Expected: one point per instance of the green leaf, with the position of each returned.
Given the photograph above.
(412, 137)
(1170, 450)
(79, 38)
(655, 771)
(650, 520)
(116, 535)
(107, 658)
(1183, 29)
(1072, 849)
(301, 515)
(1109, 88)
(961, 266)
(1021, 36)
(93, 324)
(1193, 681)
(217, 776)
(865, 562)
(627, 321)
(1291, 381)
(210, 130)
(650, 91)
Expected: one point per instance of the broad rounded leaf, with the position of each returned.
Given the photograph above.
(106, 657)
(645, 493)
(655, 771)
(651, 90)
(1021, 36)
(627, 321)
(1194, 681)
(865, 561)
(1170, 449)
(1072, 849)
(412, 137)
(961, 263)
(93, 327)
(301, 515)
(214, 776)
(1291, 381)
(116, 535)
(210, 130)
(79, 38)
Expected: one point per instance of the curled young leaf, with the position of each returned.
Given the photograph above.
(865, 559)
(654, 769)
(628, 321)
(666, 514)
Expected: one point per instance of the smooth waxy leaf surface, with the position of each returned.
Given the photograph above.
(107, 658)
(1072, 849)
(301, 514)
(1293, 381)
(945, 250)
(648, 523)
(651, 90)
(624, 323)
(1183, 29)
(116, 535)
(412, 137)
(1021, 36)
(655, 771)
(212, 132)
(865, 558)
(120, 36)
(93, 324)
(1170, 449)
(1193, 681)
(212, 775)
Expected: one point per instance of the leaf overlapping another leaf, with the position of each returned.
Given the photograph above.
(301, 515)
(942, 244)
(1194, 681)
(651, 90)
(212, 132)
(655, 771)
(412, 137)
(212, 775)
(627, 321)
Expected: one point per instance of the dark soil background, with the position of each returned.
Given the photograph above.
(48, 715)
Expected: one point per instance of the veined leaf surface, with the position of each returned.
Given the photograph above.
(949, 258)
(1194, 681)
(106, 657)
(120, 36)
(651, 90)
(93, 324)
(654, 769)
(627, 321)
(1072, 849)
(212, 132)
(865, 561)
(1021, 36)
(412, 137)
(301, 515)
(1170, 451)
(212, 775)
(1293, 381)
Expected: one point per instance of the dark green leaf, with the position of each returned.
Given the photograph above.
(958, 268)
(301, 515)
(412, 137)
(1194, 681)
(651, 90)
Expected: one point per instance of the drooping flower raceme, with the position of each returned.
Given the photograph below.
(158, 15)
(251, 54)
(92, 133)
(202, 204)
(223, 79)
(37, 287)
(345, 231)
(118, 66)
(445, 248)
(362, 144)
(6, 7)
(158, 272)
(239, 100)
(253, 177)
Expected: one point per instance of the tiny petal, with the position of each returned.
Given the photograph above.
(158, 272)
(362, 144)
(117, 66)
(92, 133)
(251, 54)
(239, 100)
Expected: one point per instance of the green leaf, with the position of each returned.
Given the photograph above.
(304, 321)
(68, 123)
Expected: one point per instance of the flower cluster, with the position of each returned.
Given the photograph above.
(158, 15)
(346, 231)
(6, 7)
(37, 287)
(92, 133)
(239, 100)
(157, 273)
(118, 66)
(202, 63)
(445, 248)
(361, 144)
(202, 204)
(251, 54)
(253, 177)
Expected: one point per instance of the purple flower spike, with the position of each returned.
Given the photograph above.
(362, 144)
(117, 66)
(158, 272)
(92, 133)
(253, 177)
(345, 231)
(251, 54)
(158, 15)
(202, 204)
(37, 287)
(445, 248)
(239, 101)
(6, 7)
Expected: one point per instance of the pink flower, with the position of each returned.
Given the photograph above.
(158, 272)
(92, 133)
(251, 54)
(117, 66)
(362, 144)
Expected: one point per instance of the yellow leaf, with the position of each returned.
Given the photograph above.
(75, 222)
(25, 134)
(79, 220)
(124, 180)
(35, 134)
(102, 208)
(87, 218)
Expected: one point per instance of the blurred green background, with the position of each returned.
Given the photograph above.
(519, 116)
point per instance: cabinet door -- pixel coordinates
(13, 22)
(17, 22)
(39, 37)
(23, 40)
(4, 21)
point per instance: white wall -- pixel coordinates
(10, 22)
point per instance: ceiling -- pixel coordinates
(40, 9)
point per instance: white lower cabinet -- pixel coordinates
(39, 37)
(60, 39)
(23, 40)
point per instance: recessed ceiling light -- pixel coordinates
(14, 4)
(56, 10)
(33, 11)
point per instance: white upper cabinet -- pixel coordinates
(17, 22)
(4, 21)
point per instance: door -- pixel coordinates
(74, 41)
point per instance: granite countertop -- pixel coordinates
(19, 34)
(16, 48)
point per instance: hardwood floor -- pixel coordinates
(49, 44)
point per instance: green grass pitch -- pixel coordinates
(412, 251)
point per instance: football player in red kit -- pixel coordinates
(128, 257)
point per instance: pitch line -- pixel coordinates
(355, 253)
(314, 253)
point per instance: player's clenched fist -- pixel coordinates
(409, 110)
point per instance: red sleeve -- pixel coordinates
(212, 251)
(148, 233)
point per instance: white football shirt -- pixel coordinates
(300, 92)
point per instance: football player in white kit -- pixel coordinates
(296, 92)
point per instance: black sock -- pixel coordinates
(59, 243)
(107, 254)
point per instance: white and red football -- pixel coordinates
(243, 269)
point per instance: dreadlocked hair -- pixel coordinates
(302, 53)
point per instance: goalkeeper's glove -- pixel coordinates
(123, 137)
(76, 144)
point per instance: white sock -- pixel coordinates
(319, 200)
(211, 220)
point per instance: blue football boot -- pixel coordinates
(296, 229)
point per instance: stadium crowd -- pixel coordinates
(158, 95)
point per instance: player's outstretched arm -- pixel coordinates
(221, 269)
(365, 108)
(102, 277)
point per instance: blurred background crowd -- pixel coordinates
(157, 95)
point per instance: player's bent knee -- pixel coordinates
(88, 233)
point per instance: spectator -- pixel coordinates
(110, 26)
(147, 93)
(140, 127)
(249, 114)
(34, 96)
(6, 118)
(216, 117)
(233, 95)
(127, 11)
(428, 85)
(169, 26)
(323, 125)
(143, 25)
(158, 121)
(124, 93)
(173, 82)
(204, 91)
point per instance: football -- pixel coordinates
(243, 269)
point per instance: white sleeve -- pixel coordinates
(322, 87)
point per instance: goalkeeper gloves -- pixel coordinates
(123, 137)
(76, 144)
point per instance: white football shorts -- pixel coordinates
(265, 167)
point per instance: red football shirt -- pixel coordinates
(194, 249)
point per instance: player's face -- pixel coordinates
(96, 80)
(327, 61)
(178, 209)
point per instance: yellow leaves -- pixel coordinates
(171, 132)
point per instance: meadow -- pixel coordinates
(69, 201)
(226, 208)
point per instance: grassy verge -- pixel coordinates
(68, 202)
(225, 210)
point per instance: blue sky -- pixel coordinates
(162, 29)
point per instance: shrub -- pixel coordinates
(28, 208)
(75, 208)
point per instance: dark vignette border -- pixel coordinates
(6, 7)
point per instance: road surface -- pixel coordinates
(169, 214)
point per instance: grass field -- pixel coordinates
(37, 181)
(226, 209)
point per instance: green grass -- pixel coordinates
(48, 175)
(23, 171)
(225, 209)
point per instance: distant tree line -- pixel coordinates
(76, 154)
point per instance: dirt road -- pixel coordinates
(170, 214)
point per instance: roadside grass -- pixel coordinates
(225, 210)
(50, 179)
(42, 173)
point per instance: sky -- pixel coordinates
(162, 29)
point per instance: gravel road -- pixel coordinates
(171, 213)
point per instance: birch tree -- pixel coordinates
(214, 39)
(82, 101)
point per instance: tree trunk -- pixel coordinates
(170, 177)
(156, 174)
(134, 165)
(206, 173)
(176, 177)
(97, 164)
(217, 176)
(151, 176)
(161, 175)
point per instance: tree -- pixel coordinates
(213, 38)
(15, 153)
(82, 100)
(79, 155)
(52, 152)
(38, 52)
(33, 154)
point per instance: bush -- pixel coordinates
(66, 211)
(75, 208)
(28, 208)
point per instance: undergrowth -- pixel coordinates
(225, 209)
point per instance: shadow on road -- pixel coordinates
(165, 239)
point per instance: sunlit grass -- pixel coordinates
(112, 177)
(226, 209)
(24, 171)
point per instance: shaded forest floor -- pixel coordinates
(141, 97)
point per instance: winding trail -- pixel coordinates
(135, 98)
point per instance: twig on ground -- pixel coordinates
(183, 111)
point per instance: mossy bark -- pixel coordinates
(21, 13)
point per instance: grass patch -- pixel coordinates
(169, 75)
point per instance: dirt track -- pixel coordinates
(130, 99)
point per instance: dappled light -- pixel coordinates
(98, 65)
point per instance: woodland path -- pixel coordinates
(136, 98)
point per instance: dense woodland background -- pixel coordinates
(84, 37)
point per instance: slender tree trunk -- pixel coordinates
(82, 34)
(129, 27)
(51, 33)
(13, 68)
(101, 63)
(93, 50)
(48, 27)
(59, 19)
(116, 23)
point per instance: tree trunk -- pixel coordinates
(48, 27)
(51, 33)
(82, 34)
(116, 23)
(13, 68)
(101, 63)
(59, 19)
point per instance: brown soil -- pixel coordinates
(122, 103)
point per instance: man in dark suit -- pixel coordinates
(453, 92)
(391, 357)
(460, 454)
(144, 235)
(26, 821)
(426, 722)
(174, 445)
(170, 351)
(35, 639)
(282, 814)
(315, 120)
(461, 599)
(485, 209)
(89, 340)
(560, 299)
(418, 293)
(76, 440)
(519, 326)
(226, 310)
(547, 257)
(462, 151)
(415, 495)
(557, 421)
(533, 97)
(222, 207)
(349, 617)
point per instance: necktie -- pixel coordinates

DIRECTIONS FOR THIS TASK:
Give the lines exactly as they stand, from the line with "point per instance: winding" through the end of the material.

EXERCISE ANSWER:
point per instance: winding trail -- pixel coordinates
(135, 98)
point per instance: twig on ground -- pixel coordinates
(183, 111)
point per instance: mossy bark -- pixel coordinates
(21, 13)
point per instance: grass patch -- pixel coordinates
(169, 75)
point per instance: dirt track -- pixel coordinates
(130, 99)
point per instance: dappled light -- pixel coordinates
(98, 65)
point per instance: woodland path -- pixel coordinates
(136, 98)
point per instance: dense woodland background -- pixel coordinates
(84, 37)
point per instance: slender tree trunk -- pixel coordinates
(82, 34)
(129, 27)
(51, 33)
(13, 68)
(101, 63)
(93, 50)
(48, 27)
(59, 19)
(116, 23)
point per instance: tree trunk -- pixel coordinates
(48, 27)
(51, 33)
(82, 34)
(116, 23)
(13, 68)
(101, 63)
(59, 19)
point per instance: brown soil -- pixel coordinates
(122, 103)
point per instance: man in dark suit -- pixel coordinates
(453, 92)
(391, 357)
(460, 454)
(144, 235)
(26, 821)
(426, 722)
(174, 445)
(170, 351)
(35, 639)
(282, 814)
(315, 120)
(461, 599)
(485, 209)
(89, 340)
(560, 299)
(418, 293)
(76, 440)
(519, 326)
(226, 310)
(547, 257)
(462, 151)
(415, 495)
(557, 421)
(533, 97)
(222, 207)
(349, 617)
point per instance: necktie -- pixel coordinates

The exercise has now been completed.